---------- Gegeven tekstfragment

Aikido is een aparte Martial Arts: er zijn geen competities, vanaf een zekere niveau mag je een Hakama aan (dat is een zwarte broekrok, die er cool uitziet maar onhandig in gebruik is) en i.t.t. andere budo sporten als judo en karate krijgen leerlingen geen verschillende kleuren banden om hun niveau aan te geven. Maar het meest aparte is nog wel, dat je niet leert om aan te vallen. Je leert alleen om je te verdedigen, danwel de aanval van je tegenstander te neutraliseren. Daarom spreek je met je sparringpartner af dat hij/zij je op een bepaalde manier aanvalt, zodat jij je techniek kunt oefenen. Het lijkt daarmee meer een choreografie dan een gevecht.
Toen ik in het verleden Aikido beoefende merkte ik gaandeweg de jaren steeds vaker dat de filosofie achter de trainingswijze en het eindeloos repeteren van de technieken veel parallellen kent met het gewone leven. Als psycholoog gebruik ik met enige regelmaat voorbeelden uit de Aikido wanneer het gaat over communicatie tussen personen, of als het gaat om confrontaties met de moeilijke kanten van het leven.
Zo ook januari 2017. Mijn leraar kon de dingen soms heel simpel brengen. In dit geval zei hij het volgende: als je 1 ding zeker weet, dan is het wel dat als iemand je wilt aanvallen, dat hij zich zal richten op je lichaam. Of het nu je hoofd, je buik, of je benen is, ergens op die lente-as van je lijf zal hij je willen raken of vastpakken. Daar kan je bang voor zijn. Maar het aardige is, dat als je zeker weet dat dát de intentie van de aanvaller is, dan kan je daar je voordeel mee doen. Door te anticiperen op wat hij gaat doen, ben je in het voordeel en kan je de situatie omdraaien: van slachtoffer wordt je aanvaller. Mijn leraar zei toen iets in de trend van “Op deze manier kan Aikido je bevrijden uit je slachtofferrol”!
Meteen zag ik de link met het werk dat ik doe als provocatief psycholoog. Is er sprake van aanvallen en verdedigen in therapie? In zekere zin wel. Niet zozeer dat we aan Martial Arts doen. Maar wat ik mijn cliënten probeer te bieden door ze op provocatieve manier uit te dagen, is om ze meteen en heel direct de kans te geven om te leren anticiperen op de ‘aanvallen’ die ze in het dagelijks leven ondervinden of kunnen tegenkomen. De tegenslagen, de relatiebreuken, de mensen die (onverwachts) overlijden, noem het maar op, zijn allemaal in zekere zin aanvallen op ons gevoel van welbevinden en onze emotionele stabiliteit. Cliënten die bij mij komen die kunnen op dat moment die aanvallen niet pareren, of zijn erdoor verzwakt geraakt of erdoor in vertwijfeling gebracht. Je kunt zelfs wel zeggen dat een groot deel van mijn cliënten zich op z’n minst een beetje slachtoffer voelt van hetgeen ze is overkomen.

--------------------
---------- Aangeleverde gegevens

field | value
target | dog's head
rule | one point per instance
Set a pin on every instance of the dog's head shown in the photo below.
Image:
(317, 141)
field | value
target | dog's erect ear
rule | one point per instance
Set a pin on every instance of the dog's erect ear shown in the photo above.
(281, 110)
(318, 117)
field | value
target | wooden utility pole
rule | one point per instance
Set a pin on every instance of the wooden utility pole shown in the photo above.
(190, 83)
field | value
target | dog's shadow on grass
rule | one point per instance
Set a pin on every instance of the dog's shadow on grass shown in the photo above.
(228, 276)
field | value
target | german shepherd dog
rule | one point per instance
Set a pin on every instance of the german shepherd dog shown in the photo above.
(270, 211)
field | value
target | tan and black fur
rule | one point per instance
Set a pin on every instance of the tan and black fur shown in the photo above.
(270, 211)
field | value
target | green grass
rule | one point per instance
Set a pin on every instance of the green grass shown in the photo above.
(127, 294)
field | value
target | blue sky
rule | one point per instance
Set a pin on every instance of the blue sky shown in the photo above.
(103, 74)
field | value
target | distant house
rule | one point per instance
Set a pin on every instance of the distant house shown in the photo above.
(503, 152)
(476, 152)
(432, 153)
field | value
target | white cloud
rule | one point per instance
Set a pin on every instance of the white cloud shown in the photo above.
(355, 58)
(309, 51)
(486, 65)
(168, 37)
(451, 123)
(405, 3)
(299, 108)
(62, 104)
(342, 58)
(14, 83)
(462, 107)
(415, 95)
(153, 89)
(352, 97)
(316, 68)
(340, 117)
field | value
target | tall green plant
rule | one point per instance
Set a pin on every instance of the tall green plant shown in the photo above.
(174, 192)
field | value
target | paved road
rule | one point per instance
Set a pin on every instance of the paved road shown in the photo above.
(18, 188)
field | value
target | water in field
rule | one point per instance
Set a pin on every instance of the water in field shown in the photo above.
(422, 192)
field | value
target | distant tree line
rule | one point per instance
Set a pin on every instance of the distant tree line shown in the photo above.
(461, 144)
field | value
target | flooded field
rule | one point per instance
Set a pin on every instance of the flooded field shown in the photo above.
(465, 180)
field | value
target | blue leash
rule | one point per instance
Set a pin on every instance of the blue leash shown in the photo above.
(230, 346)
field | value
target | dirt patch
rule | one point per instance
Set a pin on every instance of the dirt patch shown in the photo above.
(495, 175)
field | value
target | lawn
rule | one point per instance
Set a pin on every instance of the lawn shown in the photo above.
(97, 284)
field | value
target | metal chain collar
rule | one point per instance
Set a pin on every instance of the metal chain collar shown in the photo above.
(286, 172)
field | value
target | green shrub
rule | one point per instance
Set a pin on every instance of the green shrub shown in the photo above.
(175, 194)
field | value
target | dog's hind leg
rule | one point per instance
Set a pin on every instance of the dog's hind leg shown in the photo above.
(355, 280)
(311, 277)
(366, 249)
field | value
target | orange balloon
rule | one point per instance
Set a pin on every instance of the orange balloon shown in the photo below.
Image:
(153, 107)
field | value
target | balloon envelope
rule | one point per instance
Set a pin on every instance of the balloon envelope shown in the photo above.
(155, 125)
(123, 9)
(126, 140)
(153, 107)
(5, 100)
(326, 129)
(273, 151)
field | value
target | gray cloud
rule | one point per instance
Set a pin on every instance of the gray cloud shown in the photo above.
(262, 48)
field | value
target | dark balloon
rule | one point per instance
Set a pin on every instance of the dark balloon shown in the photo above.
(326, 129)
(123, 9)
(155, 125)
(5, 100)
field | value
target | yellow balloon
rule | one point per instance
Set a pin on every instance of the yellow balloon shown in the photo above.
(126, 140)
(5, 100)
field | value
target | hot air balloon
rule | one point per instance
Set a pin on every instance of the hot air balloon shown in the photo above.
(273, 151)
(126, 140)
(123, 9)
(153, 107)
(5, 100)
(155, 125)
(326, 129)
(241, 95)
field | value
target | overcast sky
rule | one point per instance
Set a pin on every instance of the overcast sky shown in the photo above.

--------------------

Opdrachtdoel -> Schrijf uit de tekst over aikido letterlijk alles over vanaf "Aikido is een" tot en met "dan een gevecht.".

Antwoordruimte ->
Aikido is een aparte Martial Arts: er zijn geen competities, vanaf een zekere niveau mag je een Hakama aan (dat is een zwarte broekrok, die er cool uitziet maar onhandig in gebruik is) en i.t.t. andere budo sporten als judo en karate krijgen leerlingen geen verschillende kleuren banden om hun niveau aan te geven. Maar het meest aparte is nog wel, dat je niet leert om aan te vallen. Je leert alleen om je te verdedigen, danwel de aanval van je tegenstander te neutraliseren. Daarom spreek je met je sparringpartner af dat hij/zij je op een bepaalde manier aanvalt, zodat jij je techniek kunt oefenen. Het lijkt daarmee meer een choreografie dan een gevecht.